**Opdrachten:**
A - Per welke datum heeft de derde-partij volgens het tekstfragment de huur opgezegd?
B - Noem alle volledige datums (met dag, maand en jaar) die in het tekstfragment staan, in de volgorde waarin ze voorkomen.
C - Kopieer letterlijk het deel van het tekstfragment dat begint bij "6. Op 19 september" en eindigt bij "het bovengenoemde adres.".

**Tekstfragment:**
________________________
6. Op 19 september 2018 hebben omwonenden een verzoek tot handhaving bij verweerder ingediend. Op 11 juli 2019 is dit handhavingsverzoek door verweerder afgewezen. Het hiertegen gemaakte bezwaar is bij besluit van 23 december 2019 ongegrond verklaard. Hiertegen is beroep ingesteld. Dit beroep is later ingetrokken.

7. Op 25 februari 2020 heeft eiseres bij verweerder verzocht om overleg, omdat zij graag meer dan twee cliënten wil huisvesten op het bovengenoemde adres.

8. Bij brief van 5 juni 2020 heeft de derde-partij de huur per 15 juli 2020 opgezegd. Dit had tot gevolg dat eiseres per 14 juli 2021 het pand moest verlaten.

9. Bij brief van 11 juni 2021 heeft de gemeente aan de derde-partij laten weten dat het gebruik van het pand in strijd is met de erfpachtakte. De derde-partij is bij deze brief gesommeerd om binnen acht weken de feitelijke situatie weer in overeenstemming te brengen met de erfpachtvoorwaarden en daarmee met de toegestane bestemming, zoals omschreven in de hiervoor onder 3 weergeven bepaling.

10. Medio 2021 heeft eiseres het adres [adres] verlaten en een nieuw pand in [plaats] betrokken.
________________________
**Aangeleverde gegevens:**

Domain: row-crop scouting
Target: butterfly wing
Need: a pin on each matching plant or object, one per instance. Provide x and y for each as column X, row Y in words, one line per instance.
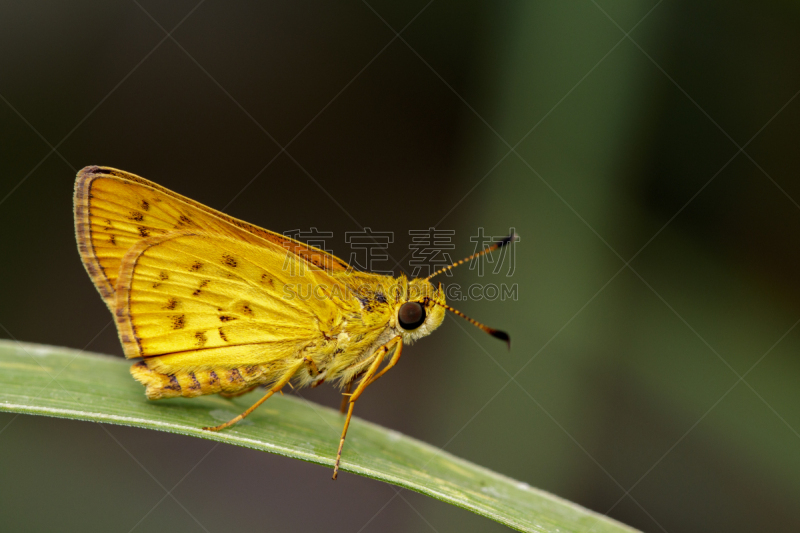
column 193, row 301
column 115, row 211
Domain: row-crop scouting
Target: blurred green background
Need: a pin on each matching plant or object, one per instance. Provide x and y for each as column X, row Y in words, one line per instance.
column 646, row 153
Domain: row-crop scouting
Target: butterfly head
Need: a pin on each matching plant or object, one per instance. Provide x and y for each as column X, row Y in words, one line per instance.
column 420, row 311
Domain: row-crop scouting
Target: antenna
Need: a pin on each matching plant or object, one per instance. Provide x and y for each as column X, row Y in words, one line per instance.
column 496, row 333
column 490, row 249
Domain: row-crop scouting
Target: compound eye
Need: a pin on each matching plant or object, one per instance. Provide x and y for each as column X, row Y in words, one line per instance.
column 411, row 315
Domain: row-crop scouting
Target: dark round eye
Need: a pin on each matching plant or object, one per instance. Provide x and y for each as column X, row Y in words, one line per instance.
column 411, row 315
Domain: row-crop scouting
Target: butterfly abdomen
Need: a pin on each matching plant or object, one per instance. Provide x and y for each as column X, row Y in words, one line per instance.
column 197, row 383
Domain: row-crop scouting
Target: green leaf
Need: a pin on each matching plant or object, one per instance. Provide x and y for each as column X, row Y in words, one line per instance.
column 52, row 381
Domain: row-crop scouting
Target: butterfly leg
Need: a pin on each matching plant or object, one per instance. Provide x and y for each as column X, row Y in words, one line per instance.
column 230, row 395
column 380, row 353
column 390, row 364
column 275, row 388
column 345, row 396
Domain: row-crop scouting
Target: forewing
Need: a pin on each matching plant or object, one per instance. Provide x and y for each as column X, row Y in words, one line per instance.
column 199, row 301
column 115, row 211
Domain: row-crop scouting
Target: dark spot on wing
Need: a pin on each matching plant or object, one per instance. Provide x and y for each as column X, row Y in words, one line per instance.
column 203, row 283
column 173, row 384
column 200, row 338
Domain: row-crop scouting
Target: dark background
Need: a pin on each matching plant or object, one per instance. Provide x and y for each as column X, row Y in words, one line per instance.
column 653, row 180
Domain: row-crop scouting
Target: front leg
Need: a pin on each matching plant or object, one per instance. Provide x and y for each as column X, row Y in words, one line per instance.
column 380, row 353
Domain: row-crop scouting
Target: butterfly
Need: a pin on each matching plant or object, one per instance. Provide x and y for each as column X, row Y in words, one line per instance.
column 214, row 305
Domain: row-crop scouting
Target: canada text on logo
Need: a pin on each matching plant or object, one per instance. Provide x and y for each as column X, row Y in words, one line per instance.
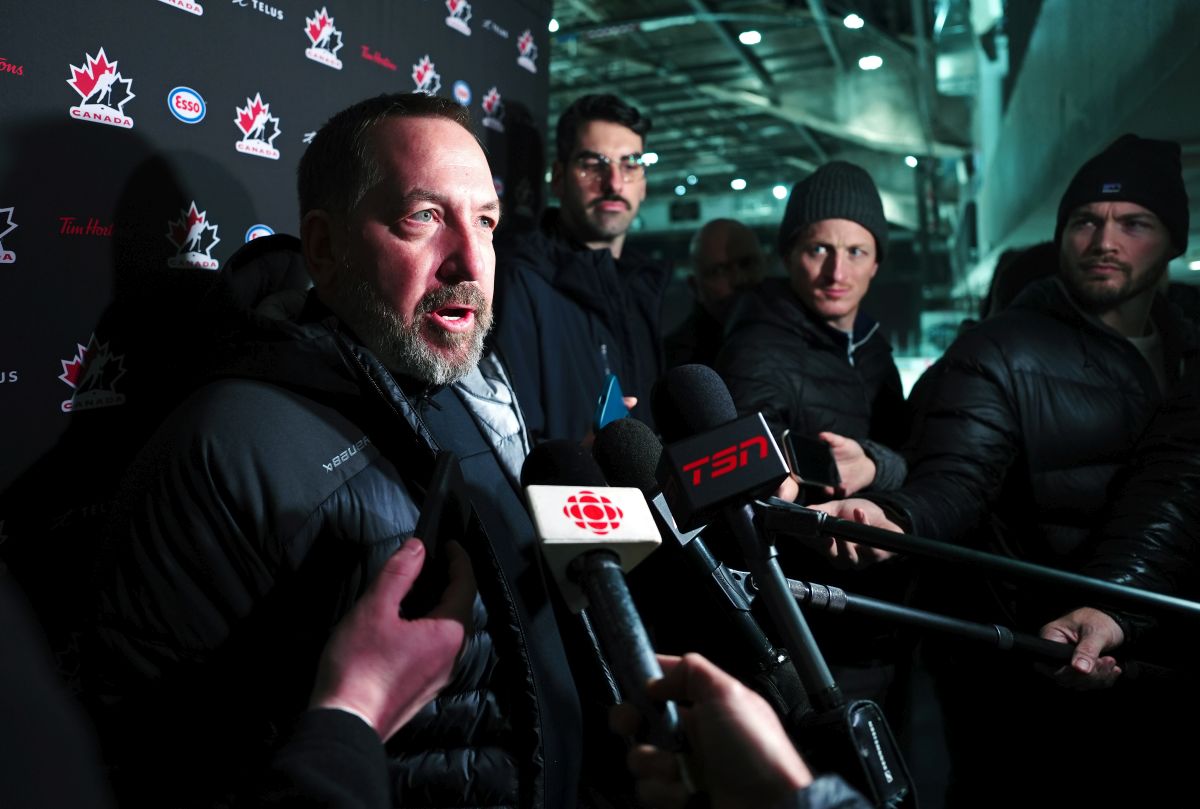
column 195, row 238
column 93, row 373
column 726, row 460
column 425, row 77
column 186, row 105
column 6, row 227
column 460, row 15
column 325, row 40
column 594, row 513
column 186, row 5
column 528, row 52
column 103, row 91
column 258, row 129
column 493, row 111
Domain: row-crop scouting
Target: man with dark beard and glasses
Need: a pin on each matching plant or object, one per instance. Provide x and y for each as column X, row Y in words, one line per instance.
column 270, row 498
column 574, row 301
column 1019, row 435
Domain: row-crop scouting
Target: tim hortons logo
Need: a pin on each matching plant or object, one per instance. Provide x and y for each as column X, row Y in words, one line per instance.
column 594, row 513
column 103, row 91
column 325, row 40
column 93, row 373
column 726, row 460
column 195, row 238
column 527, row 51
column 493, row 111
column 425, row 77
column 6, row 227
column 258, row 129
column 460, row 15
column 186, row 5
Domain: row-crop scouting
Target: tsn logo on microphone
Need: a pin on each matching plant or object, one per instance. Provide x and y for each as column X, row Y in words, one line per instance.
column 735, row 462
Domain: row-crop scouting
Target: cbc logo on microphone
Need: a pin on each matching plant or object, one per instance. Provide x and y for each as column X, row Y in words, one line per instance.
column 594, row 513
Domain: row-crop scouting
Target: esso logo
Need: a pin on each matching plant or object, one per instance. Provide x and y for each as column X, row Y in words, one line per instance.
column 186, row 105
column 258, row 232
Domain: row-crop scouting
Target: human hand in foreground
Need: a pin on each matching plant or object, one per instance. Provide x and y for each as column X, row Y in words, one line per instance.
column 385, row 667
column 739, row 753
column 1093, row 633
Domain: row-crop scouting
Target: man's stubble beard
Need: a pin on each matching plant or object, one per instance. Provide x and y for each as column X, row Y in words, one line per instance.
column 406, row 348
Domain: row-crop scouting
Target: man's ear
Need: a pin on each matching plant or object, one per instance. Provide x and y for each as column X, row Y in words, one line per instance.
column 556, row 178
column 317, row 241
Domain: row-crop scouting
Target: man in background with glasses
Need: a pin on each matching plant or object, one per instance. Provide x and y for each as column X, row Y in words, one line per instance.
column 574, row 303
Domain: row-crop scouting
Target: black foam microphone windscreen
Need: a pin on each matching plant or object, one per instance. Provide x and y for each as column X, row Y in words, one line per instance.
column 689, row 400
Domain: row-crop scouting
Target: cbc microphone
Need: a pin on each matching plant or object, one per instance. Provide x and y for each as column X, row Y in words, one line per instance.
column 589, row 534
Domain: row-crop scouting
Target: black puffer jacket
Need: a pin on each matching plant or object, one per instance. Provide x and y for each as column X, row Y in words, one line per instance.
column 809, row 377
column 251, row 523
column 1023, row 425
column 567, row 316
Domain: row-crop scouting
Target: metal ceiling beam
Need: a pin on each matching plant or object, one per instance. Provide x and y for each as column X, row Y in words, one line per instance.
column 822, row 19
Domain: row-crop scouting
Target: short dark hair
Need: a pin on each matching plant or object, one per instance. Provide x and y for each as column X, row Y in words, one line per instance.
column 336, row 169
column 595, row 108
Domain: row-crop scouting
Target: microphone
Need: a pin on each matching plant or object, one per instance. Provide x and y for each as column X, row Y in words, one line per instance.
column 589, row 534
column 695, row 411
column 629, row 454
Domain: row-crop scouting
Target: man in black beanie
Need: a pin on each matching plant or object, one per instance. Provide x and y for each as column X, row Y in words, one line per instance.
column 801, row 352
column 1019, row 433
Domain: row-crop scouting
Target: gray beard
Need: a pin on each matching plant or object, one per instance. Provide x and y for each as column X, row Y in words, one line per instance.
column 406, row 348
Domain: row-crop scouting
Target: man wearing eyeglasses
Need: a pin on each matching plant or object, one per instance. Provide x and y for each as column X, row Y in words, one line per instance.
column 574, row 303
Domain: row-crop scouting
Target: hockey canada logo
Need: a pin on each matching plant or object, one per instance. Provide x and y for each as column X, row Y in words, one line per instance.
column 186, row 5
column 426, row 77
column 195, row 237
column 528, row 52
column 325, row 40
column 258, row 129
column 6, row 227
column 493, row 111
column 103, row 91
column 460, row 15
column 93, row 373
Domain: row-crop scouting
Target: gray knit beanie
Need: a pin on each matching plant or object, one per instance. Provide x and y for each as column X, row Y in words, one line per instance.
column 835, row 191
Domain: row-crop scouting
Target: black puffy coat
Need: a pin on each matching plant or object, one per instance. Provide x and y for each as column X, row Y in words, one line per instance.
column 567, row 316
column 809, row 377
column 1023, row 426
column 253, row 520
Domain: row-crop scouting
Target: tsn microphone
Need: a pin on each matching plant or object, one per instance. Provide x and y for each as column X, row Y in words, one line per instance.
column 630, row 454
column 589, row 534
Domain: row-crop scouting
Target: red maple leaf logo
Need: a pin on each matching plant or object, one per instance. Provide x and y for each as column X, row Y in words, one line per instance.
column 491, row 101
column 317, row 25
column 180, row 229
column 71, row 367
column 84, row 79
column 253, row 109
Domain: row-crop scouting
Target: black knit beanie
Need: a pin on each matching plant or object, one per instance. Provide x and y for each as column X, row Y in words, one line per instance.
column 1133, row 169
column 835, row 191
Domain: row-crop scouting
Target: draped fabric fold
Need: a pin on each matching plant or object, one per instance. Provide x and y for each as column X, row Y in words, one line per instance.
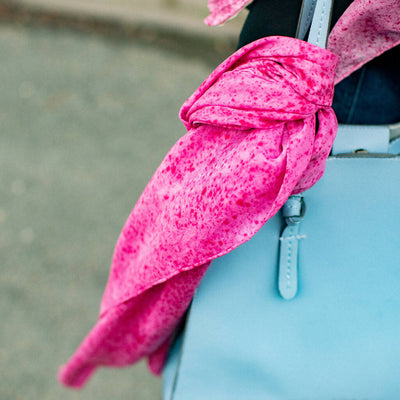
column 260, row 128
column 367, row 29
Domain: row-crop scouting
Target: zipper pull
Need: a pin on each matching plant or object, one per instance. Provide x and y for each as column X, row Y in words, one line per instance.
column 293, row 212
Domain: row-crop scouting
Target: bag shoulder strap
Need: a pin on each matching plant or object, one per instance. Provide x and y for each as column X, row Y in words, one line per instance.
column 317, row 14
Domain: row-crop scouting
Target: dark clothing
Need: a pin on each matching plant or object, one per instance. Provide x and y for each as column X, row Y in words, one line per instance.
column 371, row 95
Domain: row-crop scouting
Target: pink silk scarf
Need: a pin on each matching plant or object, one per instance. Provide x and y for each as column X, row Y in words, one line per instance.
column 251, row 142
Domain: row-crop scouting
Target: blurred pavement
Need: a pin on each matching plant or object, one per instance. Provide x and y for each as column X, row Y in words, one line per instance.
column 85, row 119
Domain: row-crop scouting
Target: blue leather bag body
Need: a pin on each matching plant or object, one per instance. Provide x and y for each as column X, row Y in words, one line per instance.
column 318, row 319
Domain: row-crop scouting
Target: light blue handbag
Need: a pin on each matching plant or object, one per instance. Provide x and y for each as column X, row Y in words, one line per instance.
column 309, row 308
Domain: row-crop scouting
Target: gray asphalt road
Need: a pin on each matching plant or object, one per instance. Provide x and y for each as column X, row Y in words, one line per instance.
column 84, row 122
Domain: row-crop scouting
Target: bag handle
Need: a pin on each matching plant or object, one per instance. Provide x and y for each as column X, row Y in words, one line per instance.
column 316, row 13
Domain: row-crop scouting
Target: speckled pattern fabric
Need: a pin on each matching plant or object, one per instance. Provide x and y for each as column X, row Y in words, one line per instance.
column 251, row 142
column 366, row 29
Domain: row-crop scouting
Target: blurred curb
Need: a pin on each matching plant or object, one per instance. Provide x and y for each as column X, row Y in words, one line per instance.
column 174, row 24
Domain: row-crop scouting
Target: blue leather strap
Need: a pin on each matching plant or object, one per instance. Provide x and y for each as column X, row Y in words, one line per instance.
column 349, row 138
column 293, row 212
column 306, row 15
column 320, row 23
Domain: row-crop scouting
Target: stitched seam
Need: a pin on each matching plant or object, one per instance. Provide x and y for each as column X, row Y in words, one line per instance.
column 298, row 237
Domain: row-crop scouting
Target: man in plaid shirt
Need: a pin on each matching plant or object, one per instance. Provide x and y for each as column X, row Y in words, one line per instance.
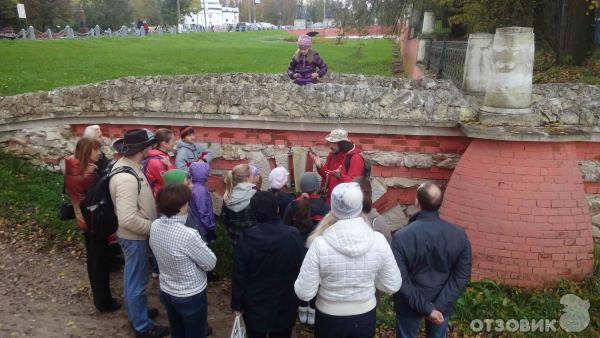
column 183, row 259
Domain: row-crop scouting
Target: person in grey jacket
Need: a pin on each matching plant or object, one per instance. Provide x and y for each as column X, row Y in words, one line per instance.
column 188, row 151
column 434, row 257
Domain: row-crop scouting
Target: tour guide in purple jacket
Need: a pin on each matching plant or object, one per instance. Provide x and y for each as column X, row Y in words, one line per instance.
column 303, row 68
column 201, row 202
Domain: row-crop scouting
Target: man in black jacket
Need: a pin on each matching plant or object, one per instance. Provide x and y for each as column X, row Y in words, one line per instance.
column 266, row 264
column 434, row 258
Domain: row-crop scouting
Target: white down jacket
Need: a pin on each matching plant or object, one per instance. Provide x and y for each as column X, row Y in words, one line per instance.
column 348, row 261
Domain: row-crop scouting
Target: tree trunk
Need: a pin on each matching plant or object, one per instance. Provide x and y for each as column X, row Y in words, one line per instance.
column 568, row 29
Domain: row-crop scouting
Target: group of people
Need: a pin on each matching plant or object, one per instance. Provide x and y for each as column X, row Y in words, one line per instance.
column 321, row 257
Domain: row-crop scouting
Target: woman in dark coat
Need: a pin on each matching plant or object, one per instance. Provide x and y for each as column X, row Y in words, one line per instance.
column 267, row 261
column 80, row 173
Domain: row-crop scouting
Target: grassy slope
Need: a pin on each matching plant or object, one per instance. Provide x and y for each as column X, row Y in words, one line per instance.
column 41, row 65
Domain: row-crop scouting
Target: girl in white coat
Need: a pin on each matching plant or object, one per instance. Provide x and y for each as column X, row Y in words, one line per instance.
column 345, row 263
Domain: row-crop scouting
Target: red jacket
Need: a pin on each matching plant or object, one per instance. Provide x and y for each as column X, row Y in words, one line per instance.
column 156, row 168
column 76, row 185
column 336, row 161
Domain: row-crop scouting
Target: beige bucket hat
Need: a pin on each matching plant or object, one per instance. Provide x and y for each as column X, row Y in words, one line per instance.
column 337, row 135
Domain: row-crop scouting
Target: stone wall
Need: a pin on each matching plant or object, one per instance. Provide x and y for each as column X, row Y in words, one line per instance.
column 400, row 162
column 412, row 131
column 373, row 100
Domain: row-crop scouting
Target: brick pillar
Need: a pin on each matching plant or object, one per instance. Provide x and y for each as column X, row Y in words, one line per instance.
column 524, row 208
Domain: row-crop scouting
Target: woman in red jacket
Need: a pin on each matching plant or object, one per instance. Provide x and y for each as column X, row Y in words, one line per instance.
column 344, row 162
column 158, row 161
column 80, row 173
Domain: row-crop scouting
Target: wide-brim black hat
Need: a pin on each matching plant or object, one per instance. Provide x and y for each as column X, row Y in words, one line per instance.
column 134, row 141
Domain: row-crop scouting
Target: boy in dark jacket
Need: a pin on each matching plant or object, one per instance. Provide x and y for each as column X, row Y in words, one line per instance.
column 188, row 151
column 267, row 262
column 434, row 258
column 305, row 62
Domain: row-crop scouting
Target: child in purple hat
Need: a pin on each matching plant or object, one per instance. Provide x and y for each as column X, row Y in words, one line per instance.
column 305, row 62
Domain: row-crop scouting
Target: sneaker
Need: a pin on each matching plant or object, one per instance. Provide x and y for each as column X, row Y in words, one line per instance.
column 311, row 316
column 152, row 313
column 303, row 314
column 156, row 332
column 115, row 306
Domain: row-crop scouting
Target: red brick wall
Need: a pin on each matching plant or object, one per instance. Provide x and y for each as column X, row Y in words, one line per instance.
column 522, row 203
column 368, row 142
column 523, row 206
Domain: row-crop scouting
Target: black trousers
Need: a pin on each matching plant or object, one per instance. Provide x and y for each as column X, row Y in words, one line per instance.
column 98, row 266
column 279, row 334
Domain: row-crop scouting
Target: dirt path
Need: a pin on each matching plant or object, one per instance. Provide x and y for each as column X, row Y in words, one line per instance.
column 46, row 294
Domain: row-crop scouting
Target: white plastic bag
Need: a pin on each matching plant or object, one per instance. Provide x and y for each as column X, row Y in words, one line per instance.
column 239, row 329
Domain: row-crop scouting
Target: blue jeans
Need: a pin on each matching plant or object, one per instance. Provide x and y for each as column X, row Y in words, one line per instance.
column 187, row 315
column 357, row 326
column 407, row 326
column 135, row 280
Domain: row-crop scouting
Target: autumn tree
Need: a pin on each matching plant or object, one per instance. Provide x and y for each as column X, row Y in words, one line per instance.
column 148, row 10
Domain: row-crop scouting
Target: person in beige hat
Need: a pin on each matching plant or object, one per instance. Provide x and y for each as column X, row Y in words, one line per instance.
column 341, row 165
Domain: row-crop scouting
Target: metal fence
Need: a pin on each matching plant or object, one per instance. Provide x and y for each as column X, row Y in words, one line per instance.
________________________
**Antwoorden per opdracht:**
A - Per 15 juli 2020.

B - 19 september 2018, 11 juli 2019, 23 december 2019, 25 februari 2020, 5 juni 2020, 15 juli 2020, 14 juli 2021, 11 juni 2021

C -
6. Op 19 september 2018 hebben omwonenden een verzoek tot handhaving bij verweerder ingediend. Op 11 juli 2019 is dit handhavingsverzoek door verweerder afgewezen. Het hiertegen gemaakte bezwaar is bij besluit van 23 december 2019 ongegrond verklaard. Hiertegen is beroep ingesteld. Dit beroep is later ingetrokken.

7. Op 25 februari 2020 heeft eiseres bij verweerder verzocht om overleg, omdat zij graag meer dan twee cliënten wil huisvesten op het bovengenoemde adres.